> _ORDEM DE TRABALHO A_: Segundo o texto sobre a retirada de córneas, até quanto tempo depois da morte as córneas podem ser retiradas?
> _ORDEM DE TRABALHO B_: Escreva a continuação do texto sobre a retirada de córneas, começando logo depois da última frase.

> _TRECHO FORNECIDO_:
FOI COM JUSTIÇA que o Conselho Regional de Enfermagem de São Paulo (Coren-SP) insurgiu-se quando os médicos procuravam, através do projeto de lei de regulamentação do ato médico, criar a golpes legislativos uma espécie de reserva de mercado para a categoria.
Agora, quando os enfermeiros teriam a ocasião de demonstrar de fato quanto prezam a até há pouco defendida filosofia da interdisciplinaridade em benefício do paciente, dão mostras de um corporativismo que em nada deixa a dever ao dos médicos. Pior, tomaram medidas que tiveram o efeito prático de piorar a prestação dos serviços de saúde na rede pública de São Paulo.
Só o desejo de gerar empregos para o topo da categoria é que explica a atitude do Conselho de exigir, pelo instrumento da resolução, que enfermeiros com curso superior estejam presentes em todos os procedimentos para a retirada de córneas, que vinham sendo realizados por técnicos em enfermagem -também vinculados ao Coren.
Córneas não são vascularizadas, o que torna sua captação bastante fácil. Enquanto um rim ou um fígado precisam ser retirados com o coração do doador cadavérico ainda pulsando, córneas podem ser extraídas até seis horas após o óbito por um único profissional devidamente treinado -o que simplifica e barateia os transplantes.

> _MATERIAL EXTRAÍDO_:

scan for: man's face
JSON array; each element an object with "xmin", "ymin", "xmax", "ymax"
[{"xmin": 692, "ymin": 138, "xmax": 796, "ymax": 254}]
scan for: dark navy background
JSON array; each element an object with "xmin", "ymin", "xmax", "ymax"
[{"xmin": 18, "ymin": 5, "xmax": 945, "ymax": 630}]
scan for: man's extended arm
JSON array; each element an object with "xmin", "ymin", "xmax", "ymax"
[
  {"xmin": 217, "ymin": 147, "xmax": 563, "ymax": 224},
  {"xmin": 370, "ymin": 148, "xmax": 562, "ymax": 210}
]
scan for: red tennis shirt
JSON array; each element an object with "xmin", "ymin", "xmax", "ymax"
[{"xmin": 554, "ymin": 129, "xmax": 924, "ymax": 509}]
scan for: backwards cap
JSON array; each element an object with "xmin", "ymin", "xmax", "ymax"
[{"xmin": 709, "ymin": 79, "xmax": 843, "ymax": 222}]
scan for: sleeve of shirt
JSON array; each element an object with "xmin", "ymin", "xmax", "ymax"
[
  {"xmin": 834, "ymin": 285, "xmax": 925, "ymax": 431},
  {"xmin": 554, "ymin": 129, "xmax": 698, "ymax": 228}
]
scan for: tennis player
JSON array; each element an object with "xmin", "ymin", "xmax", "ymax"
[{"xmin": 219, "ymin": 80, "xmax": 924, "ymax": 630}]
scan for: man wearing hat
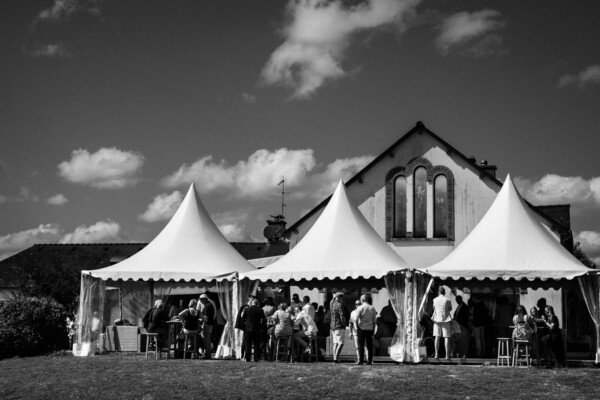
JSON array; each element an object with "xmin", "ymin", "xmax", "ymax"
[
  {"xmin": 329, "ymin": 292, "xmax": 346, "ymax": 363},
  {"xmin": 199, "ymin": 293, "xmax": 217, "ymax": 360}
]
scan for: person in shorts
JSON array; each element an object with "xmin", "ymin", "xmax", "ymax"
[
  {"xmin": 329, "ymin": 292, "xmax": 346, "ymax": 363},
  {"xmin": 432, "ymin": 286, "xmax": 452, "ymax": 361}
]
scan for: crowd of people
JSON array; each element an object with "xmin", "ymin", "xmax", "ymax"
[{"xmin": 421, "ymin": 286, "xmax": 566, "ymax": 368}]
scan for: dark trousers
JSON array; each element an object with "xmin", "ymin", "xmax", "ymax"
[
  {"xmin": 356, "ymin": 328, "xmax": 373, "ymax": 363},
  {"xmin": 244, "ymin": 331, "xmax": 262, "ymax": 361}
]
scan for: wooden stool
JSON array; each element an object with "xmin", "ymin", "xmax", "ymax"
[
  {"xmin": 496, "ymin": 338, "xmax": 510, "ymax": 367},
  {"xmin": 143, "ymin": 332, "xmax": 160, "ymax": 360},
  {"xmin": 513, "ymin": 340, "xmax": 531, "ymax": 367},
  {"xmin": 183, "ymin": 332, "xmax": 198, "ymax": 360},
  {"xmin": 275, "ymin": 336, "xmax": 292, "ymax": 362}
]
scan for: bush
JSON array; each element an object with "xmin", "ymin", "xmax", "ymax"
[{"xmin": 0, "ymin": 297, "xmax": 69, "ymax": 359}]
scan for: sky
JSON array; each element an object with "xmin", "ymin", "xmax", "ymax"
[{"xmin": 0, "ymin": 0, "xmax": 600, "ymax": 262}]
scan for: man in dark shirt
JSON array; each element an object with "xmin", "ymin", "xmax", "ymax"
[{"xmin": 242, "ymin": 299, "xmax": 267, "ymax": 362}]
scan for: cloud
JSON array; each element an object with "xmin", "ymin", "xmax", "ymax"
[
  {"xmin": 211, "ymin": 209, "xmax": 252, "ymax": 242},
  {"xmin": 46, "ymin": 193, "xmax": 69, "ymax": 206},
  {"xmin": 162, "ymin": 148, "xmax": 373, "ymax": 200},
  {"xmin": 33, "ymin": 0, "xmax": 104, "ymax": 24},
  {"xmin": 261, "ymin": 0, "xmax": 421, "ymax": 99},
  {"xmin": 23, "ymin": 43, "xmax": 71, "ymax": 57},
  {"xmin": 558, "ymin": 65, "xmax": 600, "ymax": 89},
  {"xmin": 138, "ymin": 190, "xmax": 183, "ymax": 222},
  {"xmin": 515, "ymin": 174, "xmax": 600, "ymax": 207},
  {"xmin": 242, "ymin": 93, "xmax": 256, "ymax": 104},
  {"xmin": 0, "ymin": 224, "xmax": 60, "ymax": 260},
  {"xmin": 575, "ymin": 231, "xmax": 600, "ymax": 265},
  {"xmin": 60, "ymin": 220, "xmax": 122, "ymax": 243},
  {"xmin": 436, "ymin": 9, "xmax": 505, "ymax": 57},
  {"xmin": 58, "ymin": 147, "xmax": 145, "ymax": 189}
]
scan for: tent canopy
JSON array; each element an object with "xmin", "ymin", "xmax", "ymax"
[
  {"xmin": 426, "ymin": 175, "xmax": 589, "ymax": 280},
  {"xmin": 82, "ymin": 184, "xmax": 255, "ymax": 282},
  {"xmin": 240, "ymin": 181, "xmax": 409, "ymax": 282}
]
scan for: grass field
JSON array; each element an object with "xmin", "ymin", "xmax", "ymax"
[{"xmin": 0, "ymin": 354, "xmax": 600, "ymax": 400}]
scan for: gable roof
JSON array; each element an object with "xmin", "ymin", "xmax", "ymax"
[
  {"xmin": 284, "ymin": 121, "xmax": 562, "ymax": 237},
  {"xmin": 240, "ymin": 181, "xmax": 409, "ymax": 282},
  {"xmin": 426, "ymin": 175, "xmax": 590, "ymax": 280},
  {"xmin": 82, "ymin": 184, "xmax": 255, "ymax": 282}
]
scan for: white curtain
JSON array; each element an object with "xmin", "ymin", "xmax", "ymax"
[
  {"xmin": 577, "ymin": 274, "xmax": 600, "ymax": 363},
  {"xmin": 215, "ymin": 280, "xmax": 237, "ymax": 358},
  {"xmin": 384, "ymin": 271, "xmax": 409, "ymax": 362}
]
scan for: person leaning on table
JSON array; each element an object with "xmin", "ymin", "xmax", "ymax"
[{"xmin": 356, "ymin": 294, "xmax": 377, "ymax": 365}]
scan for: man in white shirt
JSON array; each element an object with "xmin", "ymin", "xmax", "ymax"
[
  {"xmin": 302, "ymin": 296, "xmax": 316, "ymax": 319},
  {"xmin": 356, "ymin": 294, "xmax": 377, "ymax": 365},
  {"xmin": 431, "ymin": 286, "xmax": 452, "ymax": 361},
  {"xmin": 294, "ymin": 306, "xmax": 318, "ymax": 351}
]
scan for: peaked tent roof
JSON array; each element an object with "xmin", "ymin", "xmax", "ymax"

> _PARTE DA RESPOSTA A_: Até seis horas após o óbito.

> _PARTE DA RESPOSTA B_:
A decisão do Coren, entretanto, levou o Banco de Olhos de Sorocaba, responsável por 75% dos transplantes no Estado, a paralisar suas atividades no dia 24 de fevereiro. A instituição diz que, para atender à resolução, precisaria contratar 60 enfermeiros, o que triplicaria seus custos.
Nesse meio tempo, os transplantes de córneas no Estado -serviço que funcionava relativamente bem- caíram brutalmente. Em fevereiro haviam sido 434 cirurgias. Em março, foram pouco mais de 200.
Mais uma vez, razões corporativas conspiram contra o interesse público. Não é a primeira nem será, infelizmente, a última vez.